-- begin Supplied passage --

One reason that I got into Haskell was in order to understand monads and applicative functors, they are important constructs in Haskell and category theory.

There is a steep learning curve for Haskell. Maybe it is more like a hump you have to get over. Just getting to basic proficiency is hard. It took me around one year of low intensity studying, but one day it just made sense.

  • Haskell now has a lot of libraries
  • Libraries and dependencies are handled by Cabal
  • It is fast only 2 - 3 times slower than C
  • Great concurrency
  • Repa native parallel numerical array processing
  • Very small language
  • Very pure
  • Very terse code
  • Very advanced type system
  • Hoogle a Haskell search engine
  • Great web frameworks Happstack, Snap and Yesod


Issues

  • Bad GUI support
  • Module system is crude


    Hoogle, a Search Engine for Haskell

    A colleague told me that when he needed a function he would write it out its signature and put it into Hoogle and often it will take him to the function that he needed. First time I tried it and it actually took me to a function that solved a bigger part of the problem than what I was looking for.

    When I searched Hoogle for this function signature:

    (a -> Bool) -> [a] -> [Int]

    I got these results in EclipseFP:


    Eclipse Plugin EclipseFP

    EclipseFP with Hoogle


    The Haskell Eclipse plugin is quite good:
    • Syntax highlighting
    • Cabal integration
    • Hoogle integration
    • Code completion
    • Debugger
    • GHCi integration with automatic reload


    Python

    Python is a high-level language built on ideas from functional, imperative and object oriented programming. It was created by Guido van Rossum in 1989.

    For many years Python was my favorite language. It is a language for kids and also for scientists and a lot of people in between.
    • Python is probably the easiest language to learn
    • It took me a day to learn well enough to use
    • Very minimal language
    • Very terse code
    • Excellent wrapper language
    • Many implementations: CPython, Jython (JVM), IronPython (CLR), PyPy
    • Good bindings to numerical packages: NumPy, SciPy
    • Used in computer vision since OpenCV choosing Python to be its scripting language
    • Used in natural language processing due to the NLTK
    • Great web frameworks: Django, TurboGear, CherryPy

    Issues

    Python is not quite a full stack language there are a few missing pieces:
    • Bad GUI support
    • Low-level numerical programming had to be done in external packages
    • Concurrency
    • Speed around 50 times slower compared to C

    Eclipse Plugin PyDev




    I like PyDev it has:
    • Syntax highlighting
    • Code completion
    • Debugger


    Best Programming Language for Kids

    If a kid can understand a technology it is well designed. My daughter is turning 5 and I am thinking about what language I should introduce her to first.

    Python

    My first inclination was to teach her Python since it is the simplest, but it needs to give immediate visual feedback. Python's lack of a good GUI is a problem.

-- end Supplied passage --

▶ Set task: Pick up the write-up on Haskell, Python and choosing a first programming language for a child after its last sentence, and carry it on.

-- begin Collected material --

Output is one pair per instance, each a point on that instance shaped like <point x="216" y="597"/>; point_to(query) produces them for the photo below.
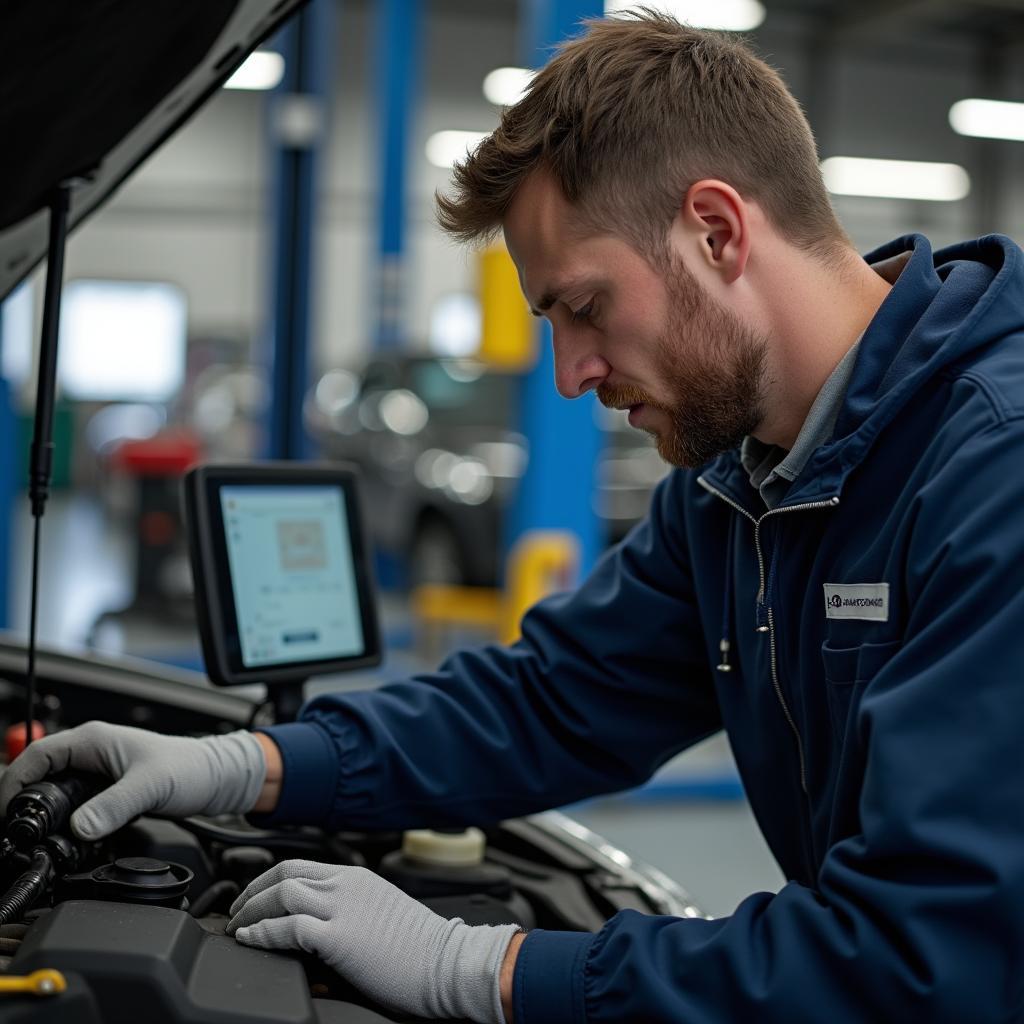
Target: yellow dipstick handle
<point x="38" y="983"/>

-- end Collected material --

▶ Result for this task:
    Haskell

    I have also been tempted to show her some Haskell to teach her good habits in a pure and minimal language. But if I tell her that:

    "A monad is just a monoid in the category of endofunctors"

    she will walk away or scream.

    Scala

    Kojo is a LOGO like graphical turtle programming environment written in Scala. Scala's type inference makes it simpler for kids who will not have a good concept of types.

    My daughter plays with Kojo and she likes it. She comes and asks me if we can do the turtle?


    Kojo notice green drawing turtle in the middle


    So unexpectedly, Scala the biggest language, was the most kid friendly language. Based on a very small sample size.


    Category Theory

    Haskell is using plenty of concepts from category theory. E.g. the monad. In my quest to understand it I started to study category theory.

    Category theory has been called: "Abstract nonsense", both by its practitioners and critics. And for very good reasons. It can suck you into a black hole of abstraction.

    Category Theory Introductions

    You do not need to understand category theory to program in Haskell or Scalaz, but if it helps you here are a few introduction videos.

    Dominic Verity presents a gentle introduction to Category Theory:

    http://vimeo.com/17207564


    Dominic Verity on Category Theory (Part 2)



    Error792's category theory class, currently there are 5 parts



    Math and Programming

    I have often said that there is no connection between math and programming. The only math you need to program is counting, and occasionally, addition. I felt:

    Programmers are the grease monkeys of today

    We move some data around and throw it on webpages

    After working in Scala and Haskell I have changed my tune:

    When you program in Scala you feel like an engineer

    When you program in Haskell you feel like a mathematician


    Adapting Haskell and Scalaz for a Team

    Using Haskell and Scalaz takes a special mindset and a lot of dedication. I have been very lucky to work at a place that has attracted physicists, mathematicians and theoretical CS people.

    If a big part of your team does not have these qualities you risk wasting time and chasing developers away.

    On the other hand if your team is using Haskell or Scalaz you will attract this brand of developers.



    Conclusion

    I had high expectation when I started using functional programming full time, but I have been disappointed by new technology many times before. Functional programming met my high expectations. It has been challenging and very enjoyable.

    I was a C++ programmer for 8 years, and considered C++ the one true way for high speed, high level programming.
    Recently I looked at a code sample written in C++ and it hurts my eyes: Filled with boilerplate and state.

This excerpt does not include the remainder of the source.